| 課題 A |
抜粋によると、現在の氷河時代はいつ始まったとされていますか。
■ ■ ■ ■ ■
IPCC(気候変動に関する政府間パネル)が3月にまとめた第6次評価報告書では、さまざまなシナリオで今後を予測しています。最良のケースでも2040年までに気温上昇が1.5℃、多くのケースで2030年代前半に1.5℃に達するとされています。COP21当時の予測より10年ほど早まっています。5月のWMO(世界気象機関)の報告では、66%の確率で2027年までに1.5℃を超えるといいます。

1.5℃を超える上昇は、災害規模や頻度の増大につながると予想されています。そして、長い将来に渡って影響します。温暖化を1.5℃や2℃以内に抑制しうるかは、主に、CO2排出正味ゼロを達成する時期までの累積排出量によって決まります。

地球規模の気候変動

地球は誕生以来、大きな気候変動を繰り返してきました。

氷河時代とは、大陸並みの大きさの氷床が存在する時代をいいます。現在、広大な氷床が南極大陸とグリーンランドに存在しています。つまり、今は氷河時代で、4900万年前に始まったとされます。

氷河時代には、中緯度地域まで氷河や氷床に覆われるような氷期と、氷期と氷期の間の,温暖で氷河が縮小した間氷期があります。現在は、間氷期です。

気候が地球規模で変動する要因は、複数あります。太陽放射量の変動、大気組成の変化、火山活動等の地殻変動、地球の公転軌道の形や自転軸の傾きの変動などです。これらの長期的な変動が、氷期や間氷期といった気候変動を引き起こします。ここに人間活動の影響が加わっています。

気候変動におけるティッピングポイント

地球の寒冷化がある程度進み、次のフィードバックループが生じると、さらに寒冷化を進行させます。
■ ■ ■ ■ ■
| 課題 B |
レコードの先頭から始まり「335, 96, 346, 112」を含む行で終わる範囲を、両端も含めて、「番号」と「内容」の2列からなるMarkdownの表に変換してください。空行と画像は表に入れないでください。

(ラベル付き領域データの一部)
■ ■ ■ ■ ■
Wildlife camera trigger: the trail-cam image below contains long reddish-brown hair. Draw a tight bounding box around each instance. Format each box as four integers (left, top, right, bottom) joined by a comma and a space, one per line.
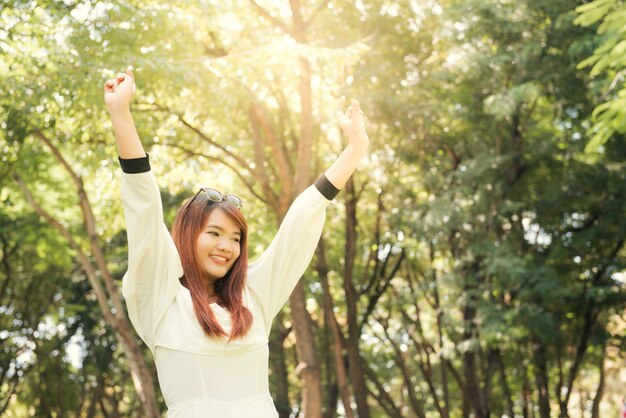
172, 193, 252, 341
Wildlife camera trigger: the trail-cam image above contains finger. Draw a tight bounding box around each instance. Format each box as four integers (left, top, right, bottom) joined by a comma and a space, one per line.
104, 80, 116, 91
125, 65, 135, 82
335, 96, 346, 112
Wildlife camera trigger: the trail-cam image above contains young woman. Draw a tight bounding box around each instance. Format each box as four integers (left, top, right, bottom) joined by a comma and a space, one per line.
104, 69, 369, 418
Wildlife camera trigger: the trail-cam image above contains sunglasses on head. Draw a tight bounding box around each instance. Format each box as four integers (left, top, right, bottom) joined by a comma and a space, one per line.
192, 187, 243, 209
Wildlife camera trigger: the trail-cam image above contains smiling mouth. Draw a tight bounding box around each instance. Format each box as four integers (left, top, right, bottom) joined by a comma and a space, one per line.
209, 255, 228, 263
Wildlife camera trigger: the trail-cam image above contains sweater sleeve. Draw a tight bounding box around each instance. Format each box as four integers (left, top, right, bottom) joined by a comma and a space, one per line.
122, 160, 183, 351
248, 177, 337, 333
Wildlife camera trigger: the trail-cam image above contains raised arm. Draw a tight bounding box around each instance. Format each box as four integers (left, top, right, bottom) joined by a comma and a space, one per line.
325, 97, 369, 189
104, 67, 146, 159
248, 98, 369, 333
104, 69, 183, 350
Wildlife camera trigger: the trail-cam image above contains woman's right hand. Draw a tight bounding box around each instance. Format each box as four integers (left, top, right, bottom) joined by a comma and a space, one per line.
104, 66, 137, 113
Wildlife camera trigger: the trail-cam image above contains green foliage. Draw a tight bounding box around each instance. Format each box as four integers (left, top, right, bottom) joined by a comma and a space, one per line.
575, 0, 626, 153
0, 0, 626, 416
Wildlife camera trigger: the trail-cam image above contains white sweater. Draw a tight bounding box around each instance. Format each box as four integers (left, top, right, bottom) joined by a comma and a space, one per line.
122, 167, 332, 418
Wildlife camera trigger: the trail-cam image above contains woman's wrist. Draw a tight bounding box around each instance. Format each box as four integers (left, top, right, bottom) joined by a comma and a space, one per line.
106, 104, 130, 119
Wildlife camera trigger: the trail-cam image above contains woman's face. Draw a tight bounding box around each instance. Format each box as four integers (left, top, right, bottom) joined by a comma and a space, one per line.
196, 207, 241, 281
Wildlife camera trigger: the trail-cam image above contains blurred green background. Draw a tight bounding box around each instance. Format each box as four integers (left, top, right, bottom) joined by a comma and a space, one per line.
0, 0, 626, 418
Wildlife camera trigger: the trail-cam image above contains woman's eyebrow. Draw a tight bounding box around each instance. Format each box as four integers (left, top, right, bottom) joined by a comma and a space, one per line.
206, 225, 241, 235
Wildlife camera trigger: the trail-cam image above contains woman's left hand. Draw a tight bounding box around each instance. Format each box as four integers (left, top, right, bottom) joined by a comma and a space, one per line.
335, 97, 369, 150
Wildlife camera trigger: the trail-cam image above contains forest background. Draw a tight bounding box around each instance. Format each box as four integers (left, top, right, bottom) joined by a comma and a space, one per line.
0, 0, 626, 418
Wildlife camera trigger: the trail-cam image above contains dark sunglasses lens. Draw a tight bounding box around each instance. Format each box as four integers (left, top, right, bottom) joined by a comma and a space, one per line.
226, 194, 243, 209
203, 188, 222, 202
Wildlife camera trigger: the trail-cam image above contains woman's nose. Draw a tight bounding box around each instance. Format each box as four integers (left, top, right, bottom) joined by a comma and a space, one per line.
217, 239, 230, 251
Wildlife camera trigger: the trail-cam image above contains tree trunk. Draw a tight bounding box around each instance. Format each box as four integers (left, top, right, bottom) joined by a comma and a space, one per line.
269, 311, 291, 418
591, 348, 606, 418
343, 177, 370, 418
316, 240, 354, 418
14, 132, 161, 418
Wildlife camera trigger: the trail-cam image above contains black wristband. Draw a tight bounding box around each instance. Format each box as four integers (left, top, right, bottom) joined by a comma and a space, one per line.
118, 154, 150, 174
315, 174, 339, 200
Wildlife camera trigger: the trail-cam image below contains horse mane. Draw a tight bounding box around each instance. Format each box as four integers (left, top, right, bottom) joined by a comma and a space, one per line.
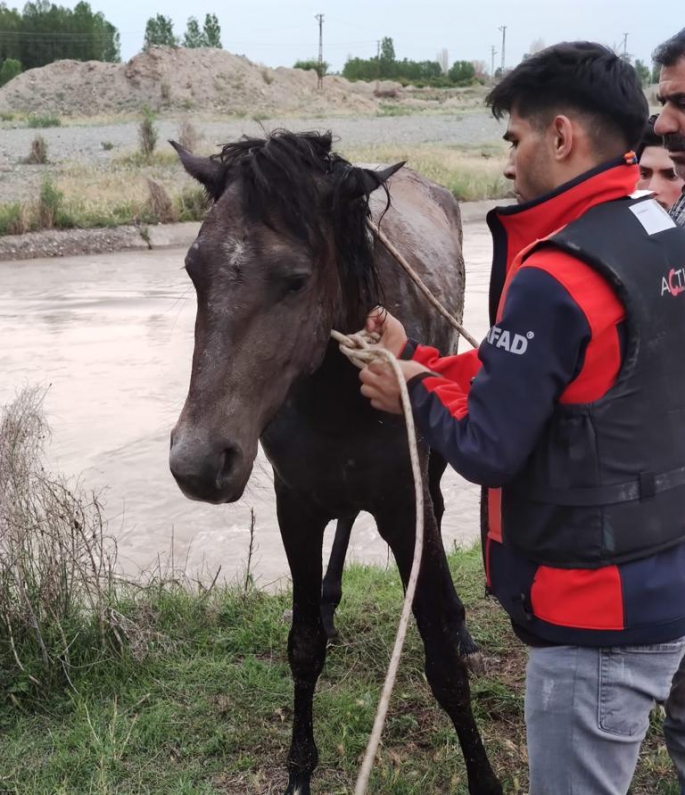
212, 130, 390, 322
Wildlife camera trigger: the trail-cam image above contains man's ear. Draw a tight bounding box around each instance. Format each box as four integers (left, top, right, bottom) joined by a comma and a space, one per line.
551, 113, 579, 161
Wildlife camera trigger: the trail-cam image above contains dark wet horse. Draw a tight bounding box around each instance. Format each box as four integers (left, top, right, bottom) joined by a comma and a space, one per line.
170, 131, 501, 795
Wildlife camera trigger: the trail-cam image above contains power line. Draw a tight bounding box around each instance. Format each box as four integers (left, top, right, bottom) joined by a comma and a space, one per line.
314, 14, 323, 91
■ ■ ■ ■ ■
| 正解 A |
4900万年前に始まったとされています。

| 正解 B |
| 番号 | 内容 |
|---|---|
| 1 | Wildlife camera trigger: the trail-cam image below contains long reddish-brown hair. Draw a tight bounding box around each instance. Format each box as four integers (left, top, right, bottom) joined by a comma and a space, one per line. |
| 2 | 172, 193, 252, 341 |
| 3 | Wildlife camera trigger: the trail-cam image above contains finger. Draw a tight bounding box around each instance. Format each box as four integers (left, top, right, bottom) joined by a comma and a space, one per line. |
| 4 | 104, 80, 116, 91 |
| 5 | 125, 65, 135, 82 |
| 6 | 335, 96, 346, 112 |